--- The records ---

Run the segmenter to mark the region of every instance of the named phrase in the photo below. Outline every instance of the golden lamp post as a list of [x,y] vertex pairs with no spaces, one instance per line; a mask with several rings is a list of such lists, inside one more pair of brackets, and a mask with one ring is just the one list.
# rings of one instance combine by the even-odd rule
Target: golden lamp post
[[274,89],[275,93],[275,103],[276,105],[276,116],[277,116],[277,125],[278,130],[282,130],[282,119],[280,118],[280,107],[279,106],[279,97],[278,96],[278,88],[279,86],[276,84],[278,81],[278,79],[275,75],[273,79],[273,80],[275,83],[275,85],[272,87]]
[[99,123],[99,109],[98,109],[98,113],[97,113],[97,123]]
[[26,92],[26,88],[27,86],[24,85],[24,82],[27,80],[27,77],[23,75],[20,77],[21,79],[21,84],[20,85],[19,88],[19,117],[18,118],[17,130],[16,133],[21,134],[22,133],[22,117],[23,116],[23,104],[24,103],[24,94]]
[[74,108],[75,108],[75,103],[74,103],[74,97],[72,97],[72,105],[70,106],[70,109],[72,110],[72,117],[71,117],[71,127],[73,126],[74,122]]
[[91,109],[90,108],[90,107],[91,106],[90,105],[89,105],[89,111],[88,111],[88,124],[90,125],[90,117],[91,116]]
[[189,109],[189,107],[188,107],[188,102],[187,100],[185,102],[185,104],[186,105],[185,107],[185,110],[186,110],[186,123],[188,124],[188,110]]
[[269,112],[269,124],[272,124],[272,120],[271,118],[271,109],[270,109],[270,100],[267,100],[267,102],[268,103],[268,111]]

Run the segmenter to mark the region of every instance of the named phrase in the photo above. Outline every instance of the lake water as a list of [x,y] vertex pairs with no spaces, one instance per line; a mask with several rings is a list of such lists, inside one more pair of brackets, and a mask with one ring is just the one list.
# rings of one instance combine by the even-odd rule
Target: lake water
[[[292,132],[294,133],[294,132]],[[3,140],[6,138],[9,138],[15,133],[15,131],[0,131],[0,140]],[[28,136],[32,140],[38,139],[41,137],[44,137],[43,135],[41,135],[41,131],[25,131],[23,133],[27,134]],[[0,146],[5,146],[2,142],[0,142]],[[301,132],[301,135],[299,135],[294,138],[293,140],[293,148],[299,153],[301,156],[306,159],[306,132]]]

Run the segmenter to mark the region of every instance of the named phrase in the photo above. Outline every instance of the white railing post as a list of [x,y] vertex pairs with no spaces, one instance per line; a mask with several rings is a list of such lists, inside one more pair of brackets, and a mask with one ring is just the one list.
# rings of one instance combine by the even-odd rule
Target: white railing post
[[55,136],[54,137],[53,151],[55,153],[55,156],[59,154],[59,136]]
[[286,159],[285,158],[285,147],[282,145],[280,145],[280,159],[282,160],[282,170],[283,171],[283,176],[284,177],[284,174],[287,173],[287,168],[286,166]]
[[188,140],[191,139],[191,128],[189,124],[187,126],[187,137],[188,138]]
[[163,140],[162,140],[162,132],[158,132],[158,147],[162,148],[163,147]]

---

◆ Set exercise: Please write out all the lines above again, swapping every "segmenter" for "segmentation tool" and leaving everything else unchanged.

◆ Reply to the task:
Run the segmentation tool to mark the region of every instance of the named phrase in the photo below. Outline every instance of the golden lamp post as a list of [x,y] vertex pairs with no spaces, one instance per line; a mask with several rings is a list of such lists, inside one more pair of brackets, and a mask with one ring is just the one list.
# rings of one instance combine by the even-odd rule
Target: golden lamp post
[[274,89],[275,93],[275,103],[276,105],[276,116],[277,116],[277,125],[278,130],[282,130],[282,119],[280,118],[280,107],[279,106],[279,97],[278,96],[278,88],[279,86],[276,84],[278,81],[278,79],[275,75],[273,79],[273,80],[275,83],[275,85],[272,87]]
[[99,123],[99,109],[98,109],[98,113],[97,113],[97,123]]
[[26,92],[26,88],[27,86],[24,85],[24,82],[27,80],[27,77],[23,75],[20,77],[21,79],[21,84],[20,85],[19,88],[19,117],[18,118],[17,130],[16,133],[21,134],[22,133],[22,117],[23,116],[23,104],[24,103],[24,94]]
[[74,108],[75,108],[75,103],[74,103],[74,97],[72,97],[72,105],[70,106],[70,109],[72,110],[72,117],[71,117],[71,127],[73,126],[74,122]]
[[91,109],[90,108],[90,107],[91,106],[90,105],[89,105],[89,111],[88,111],[88,124],[90,125],[90,117],[91,116]]
[[189,109],[189,107],[188,107],[188,102],[187,100],[185,102],[185,104],[186,105],[185,107],[185,110],[186,110],[186,123],[188,124],[188,110]]
[[269,112],[269,124],[272,124],[272,120],[271,118],[271,109],[270,109],[270,100],[267,100],[267,102],[268,103],[268,111]]

Run the segmentation tool to mark the region of every instance of the named phrase in the photo above. Outline every instance of the lake water as a list of [x,y] vertex pairs with no spaces, one instance per line; a mask with several rings is a list of such lists, inside one more pair of brackets, and a mask with one ring is just the one list.
# rings of one instance combine by the even-odd rule
Target: lake water
[[[292,132],[294,133],[294,132]],[[3,140],[6,138],[9,138],[15,133],[15,131],[0,131],[0,140]],[[28,136],[32,140],[38,139],[41,137],[44,137],[43,135],[41,135],[41,131],[25,131],[23,133],[27,134]],[[0,146],[5,146],[2,142],[0,142]],[[301,132],[301,135],[299,135],[294,138],[293,140],[293,148],[299,153],[301,156],[306,159],[306,132]]]

Run the segmentation tool to mark the region of every instance of the named phrase in the photo above. Outline every instance of the white railing post as a list of [x,y] vertex pairs with no spaces, one instance per line; a mask with several rings is a list of such lists, inside one more pair of brackets, and a mask with one ring is just the one list.
# rings of one instance combine by the even-odd rule
Target: white railing post
[[55,136],[54,137],[53,151],[55,153],[55,156],[59,154],[59,136]]
[[286,159],[285,158],[285,147],[282,145],[280,145],[280,159],[282,160],[282,170],[283,171],[283,176],[284,177],[284,174],[287,173],[287,168],[286,166]]
[[188,140],[191,139],[191,128],[189,124],[187,126],[187,137],[188,138]]
[[163,140],[162,140],[162,132],[158,132],[158,147],[162,148],[163,147]]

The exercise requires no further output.